## Task prompt
How many lines below include the word "white"? State that number and nothing else.
━━━
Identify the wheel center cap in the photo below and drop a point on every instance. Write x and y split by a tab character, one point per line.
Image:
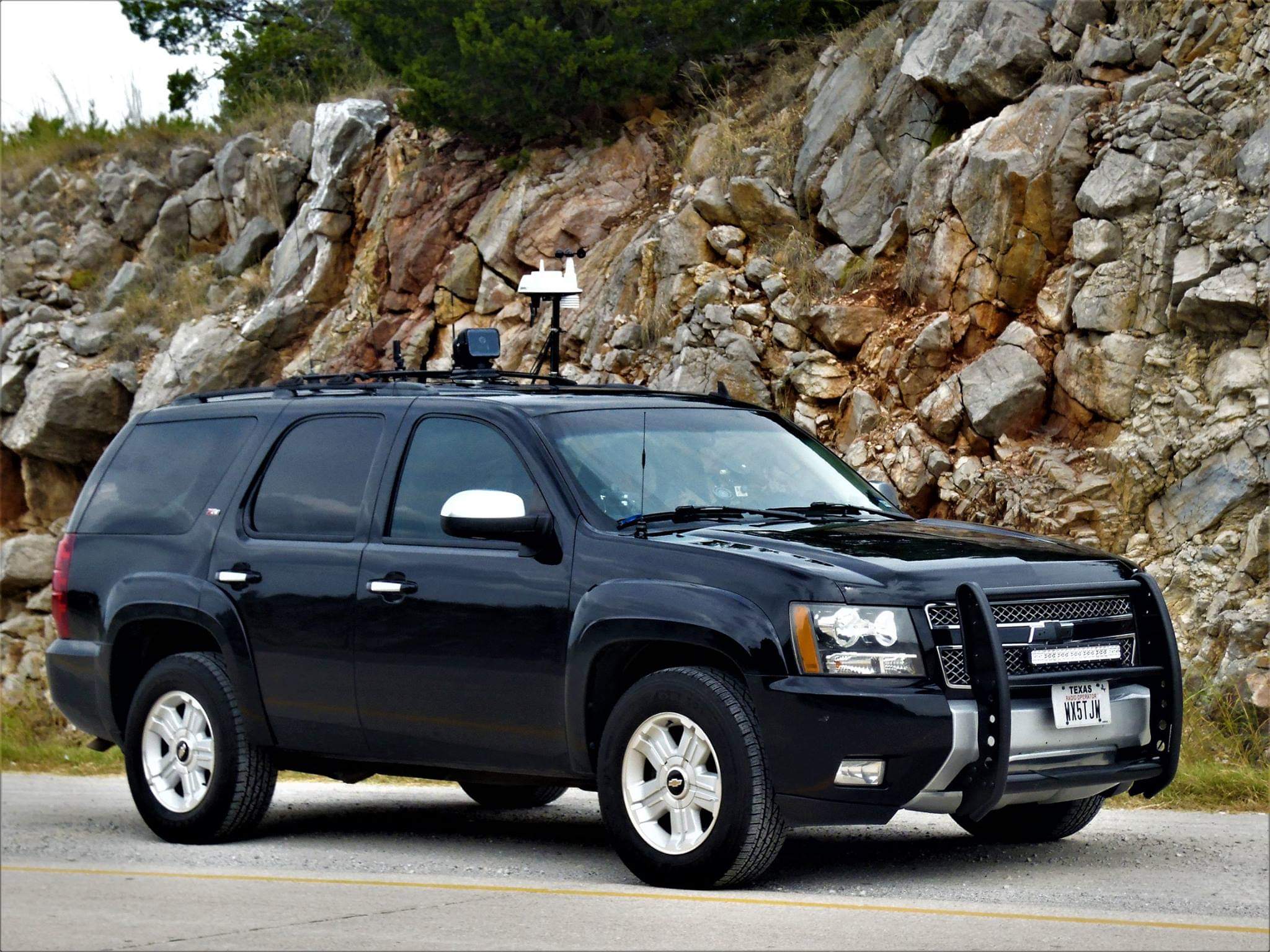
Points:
677	783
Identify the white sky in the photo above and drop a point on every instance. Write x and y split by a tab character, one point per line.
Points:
88	46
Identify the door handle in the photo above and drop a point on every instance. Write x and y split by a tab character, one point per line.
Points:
239	576
391	587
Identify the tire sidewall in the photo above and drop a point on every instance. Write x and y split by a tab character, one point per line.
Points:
678	694
192	676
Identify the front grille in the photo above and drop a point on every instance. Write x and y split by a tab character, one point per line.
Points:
1066	610
956	676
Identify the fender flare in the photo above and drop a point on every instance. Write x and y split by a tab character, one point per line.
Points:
648	611
169	596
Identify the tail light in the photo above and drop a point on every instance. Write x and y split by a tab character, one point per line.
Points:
61	584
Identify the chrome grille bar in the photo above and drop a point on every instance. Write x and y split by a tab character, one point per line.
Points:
1062	610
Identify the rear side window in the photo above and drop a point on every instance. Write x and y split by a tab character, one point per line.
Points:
162	477
316	479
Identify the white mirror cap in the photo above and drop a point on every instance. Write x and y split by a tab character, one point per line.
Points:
484	505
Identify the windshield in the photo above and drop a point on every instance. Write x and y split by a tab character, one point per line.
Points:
699	456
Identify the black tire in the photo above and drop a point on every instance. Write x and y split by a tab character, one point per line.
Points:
512	796
1034	823
747	833
242	782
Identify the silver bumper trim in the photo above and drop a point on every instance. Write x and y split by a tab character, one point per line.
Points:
1037	744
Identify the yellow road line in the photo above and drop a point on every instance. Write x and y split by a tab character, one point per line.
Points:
664	896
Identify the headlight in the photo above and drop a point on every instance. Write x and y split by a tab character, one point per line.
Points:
855	640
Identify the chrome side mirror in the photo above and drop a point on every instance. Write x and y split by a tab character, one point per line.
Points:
887	491
494	514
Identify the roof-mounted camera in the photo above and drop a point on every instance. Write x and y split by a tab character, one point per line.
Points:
477	348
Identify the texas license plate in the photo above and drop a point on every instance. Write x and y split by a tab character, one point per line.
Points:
1081	705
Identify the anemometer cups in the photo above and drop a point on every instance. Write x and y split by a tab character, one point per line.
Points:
477	348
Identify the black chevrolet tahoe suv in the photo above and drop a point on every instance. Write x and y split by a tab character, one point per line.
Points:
681	602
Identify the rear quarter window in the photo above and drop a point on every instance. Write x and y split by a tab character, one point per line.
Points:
162	477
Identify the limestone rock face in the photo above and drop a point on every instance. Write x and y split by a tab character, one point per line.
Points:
821	377
27	562
871	175
1119	183
843	328
205	355
1226	302
1203	496
981	54
187	164
1003	391
1109	299
141	198
95	248
1253	162
838	103
70	413
757	206
990	211
249	248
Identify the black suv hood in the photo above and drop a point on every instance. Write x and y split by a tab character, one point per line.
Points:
926	559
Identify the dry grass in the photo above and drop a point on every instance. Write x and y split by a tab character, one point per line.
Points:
1061	73
765	117
1145	18
794	254
1221	155
173	296
1222	763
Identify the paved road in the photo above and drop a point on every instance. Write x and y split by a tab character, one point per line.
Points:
422	867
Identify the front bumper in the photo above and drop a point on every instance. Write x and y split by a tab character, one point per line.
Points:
938	751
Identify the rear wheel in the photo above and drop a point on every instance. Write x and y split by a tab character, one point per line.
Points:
683	785
512	796
192	771
1034	823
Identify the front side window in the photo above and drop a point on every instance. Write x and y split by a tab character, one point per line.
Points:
448	455
708	456
316	479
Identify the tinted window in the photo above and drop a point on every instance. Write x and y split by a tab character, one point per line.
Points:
161	479
316	478
447	456
716	456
━━━
## Written answer
2